[Start PASSAGE TO READ]
A ray of hope for the Anglican Communion?

For the first time for a long time I have seen some news offering a ray of hope for the Anglican Communion and the Church of England. According to the Daily Telegraph as reported by Anglican Mainstream,

The Archbishop of Canterbury is preparing to target individual bishops whose pro-gay policies threaten to derail his efforts to avert schism … by withdrawing their invitations to next year’s Lambeth Conference.

It seems to me that this is almost the only path which Archbishop Rowan Williams can take which has any real chance of holding the Anglican Communion together. Postponing the Lambeth Conference would help, but only by postponing the inevitable unless combined with some other strong action. But by excluding from the Conference bishops who deliberately flout the church’s agreed policies on homosexuality, he just may be able to avoid the threatened mass boycott by more conservative bishops, which would imply a schism right through the heart of Anglicanism.

The problem now for Dr Williams is exactly who to take off the Lambeth invitation list. If he had taken this approach a year or so ago, he might have been able to hold the line at not inviting a few well known extremists. But matters have become highly polarised in recent months. Chelmsford Anglican Mainstream reports a suggestion that the list of bishops not invited should include patrons of Changing Attitude including the Bishop of Chelmsford – and that this suggestion came not from conservatives but from Changing Attitude itself. Is that really the Archbishop’s intention? And if it isn’t, why not?

But there is another side to this, as the Daily Telegraph also reports:

Insiders point out, however, that Dr Williams could also target hardliners if he believes they are breaching guidelines against bishops intervening in foreign dioceses, as some Africans have done.
[End PASSAGE TO READ]
## GOAL A
According to the Anglican Communion post, what is the Archbishop of Canterbury preparing to take away from certain bishops?
## GOAL B
Extract the words of the Anglican Communion post from "For the first" up to and including "year’s Lambeth Conference.".
The rows that come next are from a separate source, unrelated to the Anglican Communion post.
[Start INFORMATION SHOWN]
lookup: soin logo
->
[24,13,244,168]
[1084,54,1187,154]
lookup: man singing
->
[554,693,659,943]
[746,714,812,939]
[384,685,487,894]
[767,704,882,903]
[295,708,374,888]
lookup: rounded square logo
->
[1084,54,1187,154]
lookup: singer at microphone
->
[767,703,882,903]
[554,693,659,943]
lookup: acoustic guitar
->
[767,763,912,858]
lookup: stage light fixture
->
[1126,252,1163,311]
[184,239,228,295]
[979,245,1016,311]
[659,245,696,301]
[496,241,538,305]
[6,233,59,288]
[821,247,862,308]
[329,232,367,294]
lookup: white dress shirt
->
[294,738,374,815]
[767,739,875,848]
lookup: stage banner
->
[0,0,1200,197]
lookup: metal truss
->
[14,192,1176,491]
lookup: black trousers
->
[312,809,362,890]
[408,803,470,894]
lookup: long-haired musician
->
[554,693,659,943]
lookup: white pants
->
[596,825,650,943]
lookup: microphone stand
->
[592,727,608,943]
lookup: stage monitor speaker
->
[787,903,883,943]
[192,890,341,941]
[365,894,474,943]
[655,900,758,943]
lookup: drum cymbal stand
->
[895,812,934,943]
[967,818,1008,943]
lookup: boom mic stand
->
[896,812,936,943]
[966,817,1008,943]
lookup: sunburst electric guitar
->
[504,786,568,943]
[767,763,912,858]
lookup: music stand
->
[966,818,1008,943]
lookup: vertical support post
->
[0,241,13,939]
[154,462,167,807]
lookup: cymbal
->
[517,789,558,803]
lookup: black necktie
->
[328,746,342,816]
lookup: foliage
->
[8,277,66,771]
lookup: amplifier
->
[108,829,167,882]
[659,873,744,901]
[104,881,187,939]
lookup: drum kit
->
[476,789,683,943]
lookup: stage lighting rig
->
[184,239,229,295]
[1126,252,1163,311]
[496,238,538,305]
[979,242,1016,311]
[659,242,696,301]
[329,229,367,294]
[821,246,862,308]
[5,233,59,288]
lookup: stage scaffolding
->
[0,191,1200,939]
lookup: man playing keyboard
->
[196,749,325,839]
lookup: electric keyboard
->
[End INFORMATION SHOWN]
## FULL SOLUTION A
Their invitations to next year's Lambeth Conference.

## FULL SOLUTION B
For the first time for a long time I have seen some news offering a ray of hope for the Anglican Communion and the Church of England. According to the Daily Telegraph as reported by Anglican Mainstream,

The Archbishop of Canterbury is preparing to target individual bishops whose pro-gay policies threaten to derail his efforts to avert schism … by withdrawing their invitations to next year’s Lambeth Conference.